Filter the material below, keeping only the lines that contain the word "tubing", and copy each one.

··· Task inputs ···

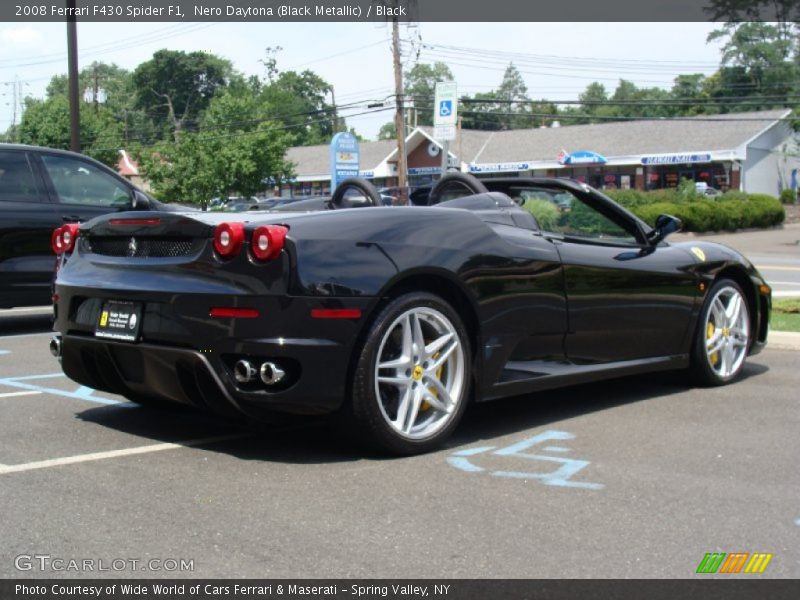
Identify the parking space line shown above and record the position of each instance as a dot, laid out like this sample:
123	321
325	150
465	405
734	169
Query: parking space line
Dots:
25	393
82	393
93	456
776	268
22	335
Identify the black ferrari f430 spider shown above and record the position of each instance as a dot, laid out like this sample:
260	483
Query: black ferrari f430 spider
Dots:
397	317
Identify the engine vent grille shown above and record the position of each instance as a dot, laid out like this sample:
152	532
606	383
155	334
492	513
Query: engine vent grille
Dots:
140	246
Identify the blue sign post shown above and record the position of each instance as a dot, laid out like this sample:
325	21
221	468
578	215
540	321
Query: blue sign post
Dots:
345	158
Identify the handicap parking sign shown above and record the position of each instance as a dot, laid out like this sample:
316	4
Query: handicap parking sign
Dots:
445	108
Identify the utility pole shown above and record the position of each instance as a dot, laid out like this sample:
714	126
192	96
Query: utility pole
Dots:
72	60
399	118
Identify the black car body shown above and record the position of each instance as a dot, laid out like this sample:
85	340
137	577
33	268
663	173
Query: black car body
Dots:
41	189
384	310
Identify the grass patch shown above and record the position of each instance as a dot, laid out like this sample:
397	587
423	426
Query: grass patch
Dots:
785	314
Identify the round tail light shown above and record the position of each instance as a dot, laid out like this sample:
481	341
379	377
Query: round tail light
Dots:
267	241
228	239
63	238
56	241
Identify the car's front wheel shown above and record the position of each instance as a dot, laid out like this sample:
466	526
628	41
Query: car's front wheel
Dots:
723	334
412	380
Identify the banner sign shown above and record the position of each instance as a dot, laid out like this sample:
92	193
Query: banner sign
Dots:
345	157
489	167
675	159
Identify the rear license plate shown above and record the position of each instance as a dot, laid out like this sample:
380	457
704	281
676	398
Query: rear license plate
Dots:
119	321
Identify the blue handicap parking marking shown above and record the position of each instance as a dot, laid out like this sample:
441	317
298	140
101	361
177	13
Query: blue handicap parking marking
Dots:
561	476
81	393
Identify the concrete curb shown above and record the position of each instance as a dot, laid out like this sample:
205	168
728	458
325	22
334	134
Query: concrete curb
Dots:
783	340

···
··· Task inputs ···

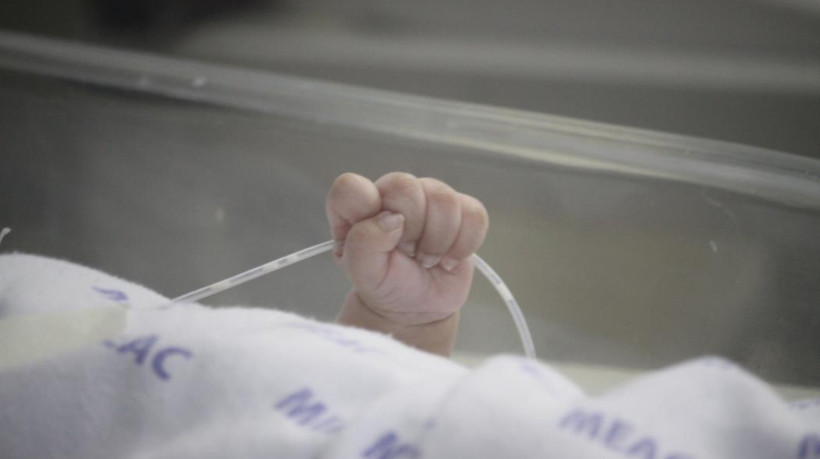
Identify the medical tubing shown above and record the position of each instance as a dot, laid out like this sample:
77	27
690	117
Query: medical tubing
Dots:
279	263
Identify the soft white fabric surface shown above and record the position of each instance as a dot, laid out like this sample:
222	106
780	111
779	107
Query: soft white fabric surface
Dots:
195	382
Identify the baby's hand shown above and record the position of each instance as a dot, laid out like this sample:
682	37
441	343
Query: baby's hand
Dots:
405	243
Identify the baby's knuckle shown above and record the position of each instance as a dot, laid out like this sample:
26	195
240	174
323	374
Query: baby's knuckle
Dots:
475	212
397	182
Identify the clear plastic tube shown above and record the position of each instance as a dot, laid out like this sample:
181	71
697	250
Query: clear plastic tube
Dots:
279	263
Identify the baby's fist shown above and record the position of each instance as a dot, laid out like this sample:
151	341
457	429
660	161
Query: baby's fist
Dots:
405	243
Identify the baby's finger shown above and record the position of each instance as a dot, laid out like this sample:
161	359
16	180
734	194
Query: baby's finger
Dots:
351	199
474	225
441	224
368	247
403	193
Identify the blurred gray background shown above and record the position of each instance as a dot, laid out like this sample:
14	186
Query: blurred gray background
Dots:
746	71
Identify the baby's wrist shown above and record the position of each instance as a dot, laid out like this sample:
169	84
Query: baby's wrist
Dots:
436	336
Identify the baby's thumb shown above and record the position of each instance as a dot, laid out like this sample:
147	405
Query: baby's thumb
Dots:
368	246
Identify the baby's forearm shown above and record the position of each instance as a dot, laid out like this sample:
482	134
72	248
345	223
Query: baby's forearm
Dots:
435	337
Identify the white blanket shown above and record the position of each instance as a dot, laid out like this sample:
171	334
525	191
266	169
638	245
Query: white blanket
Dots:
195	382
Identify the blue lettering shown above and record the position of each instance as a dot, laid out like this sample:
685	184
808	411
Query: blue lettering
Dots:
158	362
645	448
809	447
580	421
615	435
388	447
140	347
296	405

···
··· Task inputs ···

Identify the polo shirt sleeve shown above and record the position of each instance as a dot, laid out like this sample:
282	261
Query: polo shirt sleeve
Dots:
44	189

···

§ Answer to the problem:
Identify the medical tubing shown above and record the position of each instance as a dot, laid out like this sample:
Query: medical tubing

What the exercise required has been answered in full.